**Given task 1:** Count the lines in the entries below that contain the string "shirt", treating case as significant, and reply with that number alone.

**Text passage:**

This does not make real sense as when it failed to start on a node
a short time ago it probably will also fail now (e.g. storage is
offline), whereas an untried node may have the chance to be fully
able to start the service, which is our goal.

Fix that by excluding those already tried nodes from the top
priority node list in 'select_service_node' if there are other
possible nodes to try. If there isn't any left we delete the
last tried one, so that the service tries another one even if it was
already tried (we want to fulfill the relocation policy after all).
This is not ideal but our default relocation try value is set to 1,
so that would only happen if a user set it explicitly to an high(er)
value.

select_service_node gets called in two places:
* next_state_started: there we want to use this behaviour
* recover_fenced service: there the try_next is always false
  as we just want to select a node to recover, if a relocation
  policy is then needed it is the duty for next_state_started
  to do so.
So we are safe to do this witouth changing behaviour execpt the one
described above.

**Given task 2:**
Answer these questions on the patch description above:
(a) What is the default relocation try value?
(b) From which function's top priority node list are already tried nodes excluded?
(c) In recover_fenced service, what value does try_next always have?

Part of a data file:
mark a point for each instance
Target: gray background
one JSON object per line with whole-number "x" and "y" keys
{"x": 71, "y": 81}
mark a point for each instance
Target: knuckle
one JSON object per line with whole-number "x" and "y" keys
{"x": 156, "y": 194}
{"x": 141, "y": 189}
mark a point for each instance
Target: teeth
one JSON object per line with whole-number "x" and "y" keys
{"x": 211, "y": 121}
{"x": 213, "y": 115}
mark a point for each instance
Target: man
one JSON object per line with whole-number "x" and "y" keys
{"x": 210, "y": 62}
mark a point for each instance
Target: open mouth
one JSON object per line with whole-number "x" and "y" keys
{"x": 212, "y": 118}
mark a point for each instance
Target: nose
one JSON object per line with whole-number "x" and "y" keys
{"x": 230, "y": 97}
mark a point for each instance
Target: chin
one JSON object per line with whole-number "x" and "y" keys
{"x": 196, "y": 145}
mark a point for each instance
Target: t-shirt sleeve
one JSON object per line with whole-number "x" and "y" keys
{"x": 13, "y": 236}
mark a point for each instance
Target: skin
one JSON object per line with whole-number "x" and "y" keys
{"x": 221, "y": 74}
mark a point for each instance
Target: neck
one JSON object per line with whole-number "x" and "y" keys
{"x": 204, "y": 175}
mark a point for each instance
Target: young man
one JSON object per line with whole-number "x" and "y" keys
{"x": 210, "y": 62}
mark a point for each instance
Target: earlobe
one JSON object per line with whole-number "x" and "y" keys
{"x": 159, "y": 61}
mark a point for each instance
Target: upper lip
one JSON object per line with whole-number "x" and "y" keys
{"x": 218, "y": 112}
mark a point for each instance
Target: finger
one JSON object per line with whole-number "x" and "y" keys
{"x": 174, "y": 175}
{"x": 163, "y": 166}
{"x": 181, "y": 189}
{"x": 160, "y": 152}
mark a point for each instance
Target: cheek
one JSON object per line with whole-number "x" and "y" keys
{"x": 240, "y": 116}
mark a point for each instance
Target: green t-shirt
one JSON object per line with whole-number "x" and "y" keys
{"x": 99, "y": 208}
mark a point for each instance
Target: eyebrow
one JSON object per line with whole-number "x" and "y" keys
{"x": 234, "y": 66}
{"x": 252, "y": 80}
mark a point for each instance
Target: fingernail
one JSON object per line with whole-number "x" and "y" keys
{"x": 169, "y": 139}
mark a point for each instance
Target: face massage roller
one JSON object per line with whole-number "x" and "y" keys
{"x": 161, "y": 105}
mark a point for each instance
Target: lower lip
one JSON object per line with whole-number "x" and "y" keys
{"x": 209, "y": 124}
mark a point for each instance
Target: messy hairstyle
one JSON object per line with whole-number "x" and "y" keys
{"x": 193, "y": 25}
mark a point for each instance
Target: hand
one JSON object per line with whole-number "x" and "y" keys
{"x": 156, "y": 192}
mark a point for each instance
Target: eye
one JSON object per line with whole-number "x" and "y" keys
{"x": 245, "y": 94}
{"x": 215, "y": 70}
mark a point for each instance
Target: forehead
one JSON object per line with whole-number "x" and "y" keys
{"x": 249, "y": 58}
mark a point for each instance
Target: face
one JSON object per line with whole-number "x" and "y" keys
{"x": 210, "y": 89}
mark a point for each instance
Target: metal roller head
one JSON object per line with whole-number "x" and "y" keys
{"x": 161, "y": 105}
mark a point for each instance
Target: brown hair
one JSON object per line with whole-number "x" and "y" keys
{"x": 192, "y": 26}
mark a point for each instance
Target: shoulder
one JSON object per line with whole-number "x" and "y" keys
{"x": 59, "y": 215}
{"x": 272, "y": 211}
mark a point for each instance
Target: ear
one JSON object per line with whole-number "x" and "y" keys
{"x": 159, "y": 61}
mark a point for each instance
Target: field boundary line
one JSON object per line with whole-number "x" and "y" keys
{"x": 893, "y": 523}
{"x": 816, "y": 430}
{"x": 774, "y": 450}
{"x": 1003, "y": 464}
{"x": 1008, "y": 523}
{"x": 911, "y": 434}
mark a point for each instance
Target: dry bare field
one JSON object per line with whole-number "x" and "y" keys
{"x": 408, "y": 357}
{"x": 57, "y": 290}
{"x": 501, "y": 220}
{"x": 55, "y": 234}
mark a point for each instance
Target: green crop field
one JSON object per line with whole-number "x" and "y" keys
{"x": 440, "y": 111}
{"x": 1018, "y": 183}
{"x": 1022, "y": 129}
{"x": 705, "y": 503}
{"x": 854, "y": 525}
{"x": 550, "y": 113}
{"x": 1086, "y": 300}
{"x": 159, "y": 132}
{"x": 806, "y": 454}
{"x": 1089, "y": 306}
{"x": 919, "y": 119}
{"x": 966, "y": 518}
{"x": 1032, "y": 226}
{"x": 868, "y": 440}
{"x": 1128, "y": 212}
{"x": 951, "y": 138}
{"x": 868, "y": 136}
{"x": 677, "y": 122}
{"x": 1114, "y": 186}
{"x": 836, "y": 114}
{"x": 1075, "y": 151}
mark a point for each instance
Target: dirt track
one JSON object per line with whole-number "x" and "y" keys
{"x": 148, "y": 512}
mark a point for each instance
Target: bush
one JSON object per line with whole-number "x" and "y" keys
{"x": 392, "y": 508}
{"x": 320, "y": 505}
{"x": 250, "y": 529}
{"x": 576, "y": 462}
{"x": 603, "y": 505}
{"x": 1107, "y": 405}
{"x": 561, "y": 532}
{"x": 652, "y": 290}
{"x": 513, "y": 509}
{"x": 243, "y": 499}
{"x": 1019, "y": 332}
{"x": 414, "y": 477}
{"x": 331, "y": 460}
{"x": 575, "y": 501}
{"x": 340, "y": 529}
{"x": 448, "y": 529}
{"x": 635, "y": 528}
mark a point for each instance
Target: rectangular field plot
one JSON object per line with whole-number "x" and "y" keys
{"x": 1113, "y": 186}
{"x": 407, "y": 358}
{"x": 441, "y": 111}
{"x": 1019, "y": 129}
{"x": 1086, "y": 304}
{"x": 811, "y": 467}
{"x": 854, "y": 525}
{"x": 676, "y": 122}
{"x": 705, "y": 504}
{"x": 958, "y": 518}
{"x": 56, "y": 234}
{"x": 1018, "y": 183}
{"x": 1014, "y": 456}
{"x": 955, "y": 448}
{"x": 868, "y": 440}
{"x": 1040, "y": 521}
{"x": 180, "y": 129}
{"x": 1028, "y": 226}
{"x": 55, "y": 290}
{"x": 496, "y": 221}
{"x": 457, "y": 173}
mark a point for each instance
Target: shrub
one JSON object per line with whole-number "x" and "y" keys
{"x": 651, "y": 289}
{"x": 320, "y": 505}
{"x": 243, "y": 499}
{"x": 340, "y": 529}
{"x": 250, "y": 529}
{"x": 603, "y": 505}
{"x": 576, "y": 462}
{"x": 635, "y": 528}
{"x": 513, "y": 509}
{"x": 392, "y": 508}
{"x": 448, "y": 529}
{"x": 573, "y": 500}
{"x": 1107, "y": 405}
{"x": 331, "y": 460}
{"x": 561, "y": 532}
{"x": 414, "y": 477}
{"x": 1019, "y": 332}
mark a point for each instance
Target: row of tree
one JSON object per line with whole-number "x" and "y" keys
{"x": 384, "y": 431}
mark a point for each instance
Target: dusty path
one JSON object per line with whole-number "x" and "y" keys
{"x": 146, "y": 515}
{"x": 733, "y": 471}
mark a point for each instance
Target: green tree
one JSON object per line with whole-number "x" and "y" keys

**Finished answer 1:** 2

**Finished answer 2:**
(a) 1
(b) select_service_node
(c) False